### WHAT NEEDS TO BE DONE
Format the rows below as a numbered list, skipping any blank lines.

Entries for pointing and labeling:
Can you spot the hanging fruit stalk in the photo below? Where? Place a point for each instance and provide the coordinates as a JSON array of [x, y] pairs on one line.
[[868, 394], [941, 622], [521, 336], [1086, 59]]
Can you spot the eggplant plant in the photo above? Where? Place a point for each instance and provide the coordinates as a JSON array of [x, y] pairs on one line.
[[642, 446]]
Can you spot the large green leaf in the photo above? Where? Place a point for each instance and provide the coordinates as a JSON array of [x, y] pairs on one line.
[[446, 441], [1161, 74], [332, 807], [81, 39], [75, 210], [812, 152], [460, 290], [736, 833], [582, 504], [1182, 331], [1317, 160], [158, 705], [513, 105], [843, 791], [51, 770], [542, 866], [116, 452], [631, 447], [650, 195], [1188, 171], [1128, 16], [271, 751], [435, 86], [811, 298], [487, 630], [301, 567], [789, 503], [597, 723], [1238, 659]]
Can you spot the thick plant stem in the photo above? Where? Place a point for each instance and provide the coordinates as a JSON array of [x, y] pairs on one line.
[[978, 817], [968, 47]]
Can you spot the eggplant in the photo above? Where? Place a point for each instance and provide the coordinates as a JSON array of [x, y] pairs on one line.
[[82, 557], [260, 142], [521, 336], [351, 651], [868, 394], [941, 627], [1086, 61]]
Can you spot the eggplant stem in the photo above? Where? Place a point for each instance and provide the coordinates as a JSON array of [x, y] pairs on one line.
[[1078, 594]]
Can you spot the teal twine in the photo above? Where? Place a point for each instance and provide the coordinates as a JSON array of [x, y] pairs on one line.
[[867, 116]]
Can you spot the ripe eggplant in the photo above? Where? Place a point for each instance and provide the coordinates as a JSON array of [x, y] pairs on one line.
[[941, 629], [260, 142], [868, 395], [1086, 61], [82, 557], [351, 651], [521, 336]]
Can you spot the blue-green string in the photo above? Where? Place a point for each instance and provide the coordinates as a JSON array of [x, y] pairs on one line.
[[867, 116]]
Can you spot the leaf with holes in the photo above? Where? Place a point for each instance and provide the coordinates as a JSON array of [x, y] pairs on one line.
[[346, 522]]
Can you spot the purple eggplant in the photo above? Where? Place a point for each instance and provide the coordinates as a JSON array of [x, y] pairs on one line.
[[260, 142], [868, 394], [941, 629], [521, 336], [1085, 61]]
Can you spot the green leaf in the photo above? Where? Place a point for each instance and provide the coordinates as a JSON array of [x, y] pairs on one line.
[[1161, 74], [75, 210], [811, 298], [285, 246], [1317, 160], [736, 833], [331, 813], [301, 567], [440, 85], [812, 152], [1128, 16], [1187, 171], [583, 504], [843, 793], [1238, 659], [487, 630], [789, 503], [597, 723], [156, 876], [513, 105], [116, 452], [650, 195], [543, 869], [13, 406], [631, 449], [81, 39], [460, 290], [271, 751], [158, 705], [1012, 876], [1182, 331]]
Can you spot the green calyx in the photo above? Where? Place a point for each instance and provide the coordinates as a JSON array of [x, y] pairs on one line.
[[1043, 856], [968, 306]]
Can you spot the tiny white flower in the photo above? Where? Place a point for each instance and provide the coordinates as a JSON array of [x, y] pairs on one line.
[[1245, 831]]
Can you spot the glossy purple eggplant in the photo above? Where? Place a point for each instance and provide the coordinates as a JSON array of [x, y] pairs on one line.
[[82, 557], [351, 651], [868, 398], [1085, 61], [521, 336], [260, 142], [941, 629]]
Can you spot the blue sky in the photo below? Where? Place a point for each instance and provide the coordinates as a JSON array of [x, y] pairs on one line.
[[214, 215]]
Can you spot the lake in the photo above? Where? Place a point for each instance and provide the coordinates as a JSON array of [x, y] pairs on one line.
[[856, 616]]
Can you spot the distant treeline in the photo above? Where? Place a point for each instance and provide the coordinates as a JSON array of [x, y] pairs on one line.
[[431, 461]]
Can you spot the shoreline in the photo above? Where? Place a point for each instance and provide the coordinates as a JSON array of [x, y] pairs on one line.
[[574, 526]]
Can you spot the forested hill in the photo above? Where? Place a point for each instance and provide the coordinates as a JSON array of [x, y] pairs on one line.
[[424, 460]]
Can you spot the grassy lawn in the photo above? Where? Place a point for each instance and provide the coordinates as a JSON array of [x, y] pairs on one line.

### TASK ANSWER
1. Can you spot the hanging fruit stalk in the photo below? Where? Place a point for each instance and provide the coordinates as a JSON array of [x, y] pairs on one line.
2. [[868, 394], [941, 622], [521, 336], [1086, 59]]
3. Can you spot the eggplant plant in the photo above? Where? Place a point for each instance and provide the coordinates as a JSON array of [x, y] pairs on one line.
4. [[642, 446]]
5. Can you spot the large green leaf in the photo above? Where? Place a point for each instance and provide the coordinates as a JSON array of [x, y] pairs on one line.
6. [[446, 441], [1161, 74], [332, 807], [81, 39], [75, 210], [812, 152], [460, 290], [736, 833], [582, 504], [1182, 331], [1317, 160], [158, 705], [513, 105], [843, 791], [51, 770], [542, 866], [116, 452], [631, 447], [650, 195], [1188, 171], [1128, 16], [271, 751], [435, 86], [811, 298], [487, 630], [301, 567], [789, 503], [597, 723], [1238, 659]]
7. Can you spot the thick plant stem in the photo above? Where? Place a point for each instance and provide the coordinates as a JSON array of [x, y] pairs on one line.
8. [[978, 817], [968, 47]]
9. Can you spot the eggplant in the photo above? Where? Place a point for each instance and provide the coordinates as a JSON array of [x, y] pairs on one line.
10. [[82, 557], [260, 142], [521, 336], [351, 651], [868, 394], [941, 627], [1086, 61]]
11. Can you spot the eggplant stem in the photo above? Where? Place a point for each instance and provide the coordinates as a JSON array of [x, y] pairs on one line.
12. [[1078, 594]]
13. Can you spot the teal twine in the photo above? Where? Place a point for each instance and provide the coordinates as a JSON array of [x, y] pairs on one line.
14. [[867, 116]]
15. Can you spot the ripe eggplant in the photo above? Where? Place a point for each instance and provide the coordinates as a JSON array of [x, y] pairs on one line.
16. [[941, 629], [260, 142], [868, 395], [1086, 61], [82, 557], [351, 651], [521, 336]]
17. Can you spot the blue-green string in the photo above? Where? Place a point for each instance and provide the coordinates as a JSON array of [x, y] pairs on one line.
18. [[867, 116]]
19. Can you spot the leaf with holes in the photo above? Where? Place a point for each instance and provide the coordinates as a JSON array of [x, y] pairs on one line.
20. [[346, 522]]
21. Can you spot the purple eggplant in the photo above? Where? Place a point for each instance and provide the coordinates as a JSON array of [x, y] pairs on one line.
22. [[260, 142], [868, 394], [941, 629], [521, 336], [1085, 61]]
23. Can you spot the green leaf in the photo above? Where? Place a point for each instance and provide the coordinates as a JSON array of [x, y] pairs on one line.
24. [[1161, 74], [75, 210], [811, 298], [285, 246], [1317, 160], [736, 833], [331, 813], [301, 567], [440, 85], [812, 152], [1128, 16], [1187, 171], [583, 504], [843, 793], [1238, 659], [487, 630], [789, 503], [597, 723], [156, 876], [513, 105], [116, 452], [650, 195], [543, 869], [13, 406], [631, 449], [81, 39], [460, 290], [271, 751], [158, 705], [1012, 876], [1182, 331]]
25. Can you spot the green calyx in the photo above? Where? Place a point for each instance and provide the coordinates as a JSON array of [x, y] pairs on one line.
26. [[1043, 856], [968, 306]]
27. Can you spot the tiny white flower in the photo above? Where? Place a point for each instance and provide the coordinates as a JSON array of [x, y] pairs on one line.
28. [[1245, 831]]
29. Can you spot the glossy purple eggplant in the photo above? Where? Place a point for each instance and provide the coordinates as a JSON array of [x, y] pairs on one line.
30. [[82, 557], [351, 651], [868, 398], [1085, 61], [521, 336], [260, 142], [941, 629]]
31. Can you spot the blue sky in the photo below? Where? Place a point for each instance and provide the coordinates as a JSON array of [x, y] pairs on one line.
32. [[214, 215]]
33. Can you spot the lake in the photo above? Where? Place a point for each instance and provide the coordinates as a JSON array of [x, y] pairs on one line.
34. [[856, 616]]
35. Can you spot the distant treeline in the photo above? Where? Place a point for each instance and provide the coordinates as a JSON array of [x, y] pairs on one line.
36. [[431, 461]]
37. Can you spot the shoreline in the photo above? Where? Place a point for each instance and provide the coordinates as a JSON array of [x, y] pairs on one line.
38. [[574, 526]]
39. Can you spot the forested hill in the photo above? Where? Place a point for each instance and provide the coordinates as a JSON array of [x, y] pairs on one line.
40. [[424, 460]]
41. Can you spot the grassy lawn in the photo above? Where? Place a point for each instance and provide the coordinates as a JSON array of [x, y] pairs on one line.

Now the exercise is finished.